>> start Given text
Rooted in the Earth: The Economy Needs Agriculture

by Alix Underwood
green combine in a field with mountains in the distance

Industrial agriculture has increased the number of mouths fed per farmer. At what cost? (Dietmar Riechle, Unsplash)

Though it’s easy to lose sight of, with our language and culture and smartphones, Homo sapiens is an animal species that exists within natural ecosystems. All our activities, including our economic activities, take place within and depend upon these ecosystems. This is the starting point for the trophic theory of money (TTOM).

“Trophic” refers to the flow of nutrition and energy. In the economy of nature, plants (producers) provide energy to herbivores (primary consumers), which provide energy to carnivores (secondary consumers). Essentially, plants are “goods” consumed by primary consumers, which themselves are “goods” consumed by secondary consumers.

Similarly, in the human economy, agriculture and extractive activities provide goods that are used in heavy manufacturing. These provide goods for light manufacturing. Services evolve to assist with the goods-producing sectors, and in some cases for final consumption (for example, entertainment).

The TTOM is that money originates via food surplus that frees up hands for the division of labor into other economic sectors. Throughout history, civilizations from Mesopotamia to ancient Greece began devising money only after substantial agricultural development, including a reliable food surplus. Food surplus can refer to many things, but in this case, we mean a surplus in mouths fed per farmer. In other words, when farmers produce enough to feed others in addition to themselves.

This is not some detached theory about societies long gone; it has implications for today’s $105 trillion global economy. No matter how big the economy gets, an increase in economic activity requires farmers to produce more food. This allows more people to extract and build and deliver more goods and services. Policymakers and economists have lost sight of this fundamental relationship between food production and the overall economy. Yet it is vitally important for us to recognize that our economic growth machine relies on the very natural resources it degrades.

To apprise publics and policymakers that economic growth stems from growth in mouths fed per farmer, it behooves us to provide empirical evidence. A lot of good data and a complex analysis would be necessary to establish this causal relationship. I have taken a stab, with decent data and a simple analysis to start. Herein, I share the results of the first step: a correlation between food supply per farmer and real gross domestic product (GDP).

Global Data for a Global Study

I am not the first person to investigate the relationship between mouths fed per farmer and the economy. Many studies have analyzed the effects of related indicators on GDP. These include agricultural productivity and the share of agriculture in the economy. These studies largely corroborate the TTOM. They, find that higher productivity and a lower share of agriculture lead to a higher GDP.

beautiful colored global map with dots and lines connecting them that suggest data flows

Food produced by a farmer in one country may feed mouths in other countries. For this reason, we need global data to test the TTOM. (geralt, Pixabay)

However, most of these studies are at the country level. For testing the TTOM, global data is the best approach, because international trade may hide the effect we’re looking for. A country that imports most of its food could have a decreasing food supply per farmer with an increasing GDP, balancing its national accounts with other goods and services. One likely reason for the absence of global studies is that good global data is hard to come by.
>> end Given text
>> start Data excerpts
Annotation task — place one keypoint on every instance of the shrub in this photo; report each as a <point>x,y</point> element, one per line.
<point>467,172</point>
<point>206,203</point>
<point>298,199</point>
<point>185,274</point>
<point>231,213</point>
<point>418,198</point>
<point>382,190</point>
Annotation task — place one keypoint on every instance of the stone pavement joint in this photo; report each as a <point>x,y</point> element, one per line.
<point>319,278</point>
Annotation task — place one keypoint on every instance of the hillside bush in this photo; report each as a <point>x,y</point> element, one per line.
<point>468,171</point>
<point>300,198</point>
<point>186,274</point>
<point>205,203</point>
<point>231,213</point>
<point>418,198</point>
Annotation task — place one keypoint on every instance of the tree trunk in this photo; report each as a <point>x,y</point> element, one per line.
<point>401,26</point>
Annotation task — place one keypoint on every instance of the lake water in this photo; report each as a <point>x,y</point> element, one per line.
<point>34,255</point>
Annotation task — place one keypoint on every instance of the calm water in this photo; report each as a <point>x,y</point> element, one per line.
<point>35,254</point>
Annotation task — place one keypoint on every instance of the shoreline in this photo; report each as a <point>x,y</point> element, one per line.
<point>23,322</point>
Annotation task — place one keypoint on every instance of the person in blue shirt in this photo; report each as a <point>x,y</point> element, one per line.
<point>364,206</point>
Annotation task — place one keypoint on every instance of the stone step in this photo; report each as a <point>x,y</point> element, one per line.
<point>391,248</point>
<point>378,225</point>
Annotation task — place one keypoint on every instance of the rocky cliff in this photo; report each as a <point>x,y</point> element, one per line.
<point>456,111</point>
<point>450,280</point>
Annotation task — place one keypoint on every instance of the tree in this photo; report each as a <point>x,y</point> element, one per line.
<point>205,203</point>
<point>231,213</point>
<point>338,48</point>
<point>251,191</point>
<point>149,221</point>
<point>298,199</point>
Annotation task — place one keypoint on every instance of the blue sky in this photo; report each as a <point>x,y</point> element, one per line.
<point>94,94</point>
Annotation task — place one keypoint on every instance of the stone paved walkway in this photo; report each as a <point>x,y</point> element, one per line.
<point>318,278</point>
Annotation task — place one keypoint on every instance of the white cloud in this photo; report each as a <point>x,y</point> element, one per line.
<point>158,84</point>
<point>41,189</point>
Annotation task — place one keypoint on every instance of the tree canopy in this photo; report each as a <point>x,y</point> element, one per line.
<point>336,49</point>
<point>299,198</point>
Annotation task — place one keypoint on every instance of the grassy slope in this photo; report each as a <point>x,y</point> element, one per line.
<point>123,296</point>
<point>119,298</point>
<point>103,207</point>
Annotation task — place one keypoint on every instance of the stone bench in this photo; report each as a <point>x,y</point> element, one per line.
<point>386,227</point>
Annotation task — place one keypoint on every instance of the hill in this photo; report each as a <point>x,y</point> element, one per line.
>> end Data excerpts
■ What you need to do:
(A) Answer these questions from the essay on agriculture and the economy:
(i) What does the word "trophic" refer to?
(ii) What size does the essay give for today's global economy?
(iii) Why is global data the best approach for testing the TTOM?
(B) Copy the passage of the essay on agriculture and the economy starting at "Rooted in the" and ending at "by secondary consumers.", swapping "ecosystems" for "environments".

■ Solved problems:
(A)
(i) The flow of nutrition and energy.
(ii) $105 trillion.
(iii) Because international trade may hide the effect being looked for.

(B)
Rooted in the Earth: The Economy Needs Agriculture

by Alix Underwood
green combine in a field with mountains in the distance

Industrial agriculture has increased the number of mouths fed per farmer. At what cost? (Dietmar Riechle, Unsplash)

Though it’s easy to lose sight of, with our language and culture and smartphones, Homo sapiens is an animal species that exists within natural environments. All our activities, including our economic activities, take place within and depend upon these environments. This is the starting point for the trophic theory of money (TTOM).

“Trophic” refers to the flow of nutrition and energy. In the economy of nature, plants (producers) provide energy to herbivores (primary consumers), which provide energy to carnivores (secondary consumers). Essentially, plants are “goods” consumed by primary consumers, which themselves are “goods” consumed by secondary consumers.